● **Exercise 1**: How many lines in the entries below contain the word "trunk"? Reply with the number alone.

There is no one size fits all answer on pricing, however the factors are all familiar to IT managers and procurement departments. The cost of modeling Linked Data and hosting it is based on several components including:

  1. Time required to remodel data, typically measured in several weeks;
  2. Frequency and size of updates;
  3. Access, including query volume;
  4. Applications (if applicable) based on Linked Data sets.

Technology teams accustomed to managing hardware, networking, and service level agreements for traditional 3 tier applications will understand similar components to hosting a Linked Data service.

Hosting is quickly becoming commoditized in terms of pricing. The value proposition should focus more on the service level agreement, patches and upgrades, security and other features that are vital to any production data or application service.

Data consisting of millions of rows in a relational database is typically easy and inexpensive to host. There are economies of scale, hosting more data sets is not necessarily proportionally more expensive.

The value proposition in using Linked Data not on the lower cost to host the data (RDF triples), however, the ability to provide high availability production managed services using Linked Data.

There are software-as-a-service options which provide an easy scalable option in the early stages while enabling analysis of medium to long-term possibilities as the profile of the data and its use is established.

c) What is the cost of putting up a new version of the data?

This is dependent on the quantity of data, quality of modeling, frequency and size of updates, plus the ability of the chosen store to take live updates. The cost is often negligible and included in the cost of a hosting contract.

Once the data is properly modeled, scripts are run to automatically convert data to Linked Data (as RDF triples) on a routine basis (e.g., hourly, daily, weekly, etc)

What about costs with a Linked Data approach?

Traditional data warehouse projects require significant upfront coordination. The cost of vocabulary creation and/or schema alignment, creating data dictionaries and building applications involves teams of typically 6-12 analysts, data modelers, programmers and security specialists. By comparison, Linked Data applications are typically modeled within a 30 day sprint and applications can be created in hours. With emerging tools that are commercially supported, developers can host Linked Data applications on the cloud. Thus, within two months a reasonably complex data set can modeled, converted as Linked Data, and made available with powerful navigation and visualization features in less than two months on average.

I’ve heard that in the future, graph data may make relational data bases obsolete. Is that true? Please explain.

No, that is not true. They are different tools for different jobs. Both are very necessary to managing data in the modern information technology landscape.

Relational databases are excellent at providing highly tuned access to structured, pre-defined data for typically pre-defined queries.  There will be a significant need for this for a long time to come; they will not be obsolete in the foreseeable future.  RDBMS are well suited for what they do well.

Relational systems and applications built on relational databases, do not excel in handling data that is neither pre-defined in terms of model nor relationship. When you are exploring how data is inter-related, in order to learn about trends, patterns or things implicit in the data, is when you should consider a graph or Linked Data view of data. This is particularly relevant to intelligence applications, scientific research and many other types of applications where you don’t exactly know in advance what you are looking for.

Relational databases are difficult and expensive to combine. Linked Data approaches are making rapid inroads in areas where data must be combined from multiple relational databases. Again, relational databases and Linked Data complement each other in such scenarios.

We believe will continue to be a place for both relational- and graph-based data, both supporting each other both within the enterprise and externally via the World Wide Web, as Linked Data.

As a manager, should I consider developing in-house expertise to assist program SMEs with producing Linked Data? If I do, how can my organization assess the quality of what is being produced?

● **Exercise 2**: In the Linked Data extract above, why won't graph data make relational databases obsolete?

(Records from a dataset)
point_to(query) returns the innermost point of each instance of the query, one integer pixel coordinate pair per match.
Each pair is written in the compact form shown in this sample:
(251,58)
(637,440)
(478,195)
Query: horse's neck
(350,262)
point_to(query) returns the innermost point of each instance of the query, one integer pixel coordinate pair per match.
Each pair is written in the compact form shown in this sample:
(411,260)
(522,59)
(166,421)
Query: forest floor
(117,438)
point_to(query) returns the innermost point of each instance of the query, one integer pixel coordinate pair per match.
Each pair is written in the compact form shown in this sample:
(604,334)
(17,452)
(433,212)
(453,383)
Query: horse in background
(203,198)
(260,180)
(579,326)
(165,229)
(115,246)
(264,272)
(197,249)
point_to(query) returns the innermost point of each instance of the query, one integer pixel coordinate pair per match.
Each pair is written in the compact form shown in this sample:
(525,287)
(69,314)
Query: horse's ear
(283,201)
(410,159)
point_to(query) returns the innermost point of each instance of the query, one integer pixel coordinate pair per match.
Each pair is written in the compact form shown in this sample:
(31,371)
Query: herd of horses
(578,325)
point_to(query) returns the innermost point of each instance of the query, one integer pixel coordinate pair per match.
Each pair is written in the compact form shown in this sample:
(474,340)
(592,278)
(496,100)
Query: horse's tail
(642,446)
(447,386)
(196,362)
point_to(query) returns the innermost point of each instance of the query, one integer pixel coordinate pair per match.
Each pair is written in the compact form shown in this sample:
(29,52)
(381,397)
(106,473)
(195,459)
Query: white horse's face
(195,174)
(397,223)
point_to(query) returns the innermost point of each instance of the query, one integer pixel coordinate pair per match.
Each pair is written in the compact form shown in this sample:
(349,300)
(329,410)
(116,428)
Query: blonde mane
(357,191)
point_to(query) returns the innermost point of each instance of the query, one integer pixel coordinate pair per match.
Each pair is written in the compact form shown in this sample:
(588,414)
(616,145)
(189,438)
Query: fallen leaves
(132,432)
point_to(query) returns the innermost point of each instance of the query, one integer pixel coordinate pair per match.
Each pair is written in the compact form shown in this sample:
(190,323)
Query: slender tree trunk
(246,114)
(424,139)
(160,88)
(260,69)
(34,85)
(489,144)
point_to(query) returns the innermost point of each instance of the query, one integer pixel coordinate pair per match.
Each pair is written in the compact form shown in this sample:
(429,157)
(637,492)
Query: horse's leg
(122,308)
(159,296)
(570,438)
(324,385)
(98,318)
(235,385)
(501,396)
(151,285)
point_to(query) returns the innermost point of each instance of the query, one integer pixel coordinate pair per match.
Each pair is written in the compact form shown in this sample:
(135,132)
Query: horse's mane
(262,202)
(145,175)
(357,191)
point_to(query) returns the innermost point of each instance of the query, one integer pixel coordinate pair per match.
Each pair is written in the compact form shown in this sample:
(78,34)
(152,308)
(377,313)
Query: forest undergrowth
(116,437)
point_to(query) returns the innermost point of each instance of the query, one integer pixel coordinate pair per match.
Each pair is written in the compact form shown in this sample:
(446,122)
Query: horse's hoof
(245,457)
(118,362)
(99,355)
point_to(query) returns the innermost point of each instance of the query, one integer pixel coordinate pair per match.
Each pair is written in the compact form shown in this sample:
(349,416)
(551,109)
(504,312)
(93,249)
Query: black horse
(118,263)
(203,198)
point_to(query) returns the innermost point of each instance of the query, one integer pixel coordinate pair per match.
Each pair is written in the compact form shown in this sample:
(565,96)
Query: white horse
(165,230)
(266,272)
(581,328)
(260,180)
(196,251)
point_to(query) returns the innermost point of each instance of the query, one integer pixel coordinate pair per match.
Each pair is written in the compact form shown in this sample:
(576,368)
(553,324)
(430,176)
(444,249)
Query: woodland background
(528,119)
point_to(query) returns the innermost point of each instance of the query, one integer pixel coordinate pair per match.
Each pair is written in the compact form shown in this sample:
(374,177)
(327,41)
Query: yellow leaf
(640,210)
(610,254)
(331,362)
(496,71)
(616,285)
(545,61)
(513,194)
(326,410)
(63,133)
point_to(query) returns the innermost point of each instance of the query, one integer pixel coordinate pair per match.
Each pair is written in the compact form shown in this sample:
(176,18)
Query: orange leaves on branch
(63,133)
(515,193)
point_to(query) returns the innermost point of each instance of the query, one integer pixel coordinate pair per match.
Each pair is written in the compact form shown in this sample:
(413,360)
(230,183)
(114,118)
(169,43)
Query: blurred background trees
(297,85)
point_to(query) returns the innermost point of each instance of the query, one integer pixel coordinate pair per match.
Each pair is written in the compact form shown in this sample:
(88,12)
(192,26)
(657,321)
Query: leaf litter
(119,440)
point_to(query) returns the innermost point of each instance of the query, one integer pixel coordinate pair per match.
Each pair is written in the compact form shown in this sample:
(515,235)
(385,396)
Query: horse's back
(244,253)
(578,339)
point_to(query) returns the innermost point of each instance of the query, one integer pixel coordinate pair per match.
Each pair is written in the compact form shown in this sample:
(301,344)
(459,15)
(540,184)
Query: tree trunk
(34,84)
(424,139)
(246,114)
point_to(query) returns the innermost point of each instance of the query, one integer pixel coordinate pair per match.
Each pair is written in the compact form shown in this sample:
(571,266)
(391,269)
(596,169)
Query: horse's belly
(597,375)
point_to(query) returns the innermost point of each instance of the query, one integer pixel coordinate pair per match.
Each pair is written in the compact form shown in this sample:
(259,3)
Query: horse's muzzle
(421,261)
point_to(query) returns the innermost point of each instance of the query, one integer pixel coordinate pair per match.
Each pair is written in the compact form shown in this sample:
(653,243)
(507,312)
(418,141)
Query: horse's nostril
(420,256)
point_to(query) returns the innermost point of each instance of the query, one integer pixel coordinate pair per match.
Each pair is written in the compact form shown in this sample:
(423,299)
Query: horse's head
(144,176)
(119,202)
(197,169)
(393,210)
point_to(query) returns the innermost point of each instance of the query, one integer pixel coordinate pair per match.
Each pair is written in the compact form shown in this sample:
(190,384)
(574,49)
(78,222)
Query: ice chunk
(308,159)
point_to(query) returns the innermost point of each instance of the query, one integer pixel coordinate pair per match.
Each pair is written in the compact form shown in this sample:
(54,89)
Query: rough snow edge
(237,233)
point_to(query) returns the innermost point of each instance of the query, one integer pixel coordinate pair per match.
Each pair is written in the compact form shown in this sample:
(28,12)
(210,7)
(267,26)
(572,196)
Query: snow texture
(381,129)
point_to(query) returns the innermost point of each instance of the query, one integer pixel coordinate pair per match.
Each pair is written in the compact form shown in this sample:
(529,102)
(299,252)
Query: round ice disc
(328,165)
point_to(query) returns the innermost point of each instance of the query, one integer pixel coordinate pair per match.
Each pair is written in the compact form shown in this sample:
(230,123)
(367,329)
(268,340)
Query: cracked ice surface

● **Task output 1**: 2

● **Task output 2**: Relational databases and graph data are different tools for different jobs, and both are needed to manage data today. Relational databases excel at highly tuned access to structured, pre-defined data for typically pre-defined queries, a need that will last a long time. Graph or Linked Data suits exploring data whose model and relationships are not pre-defined.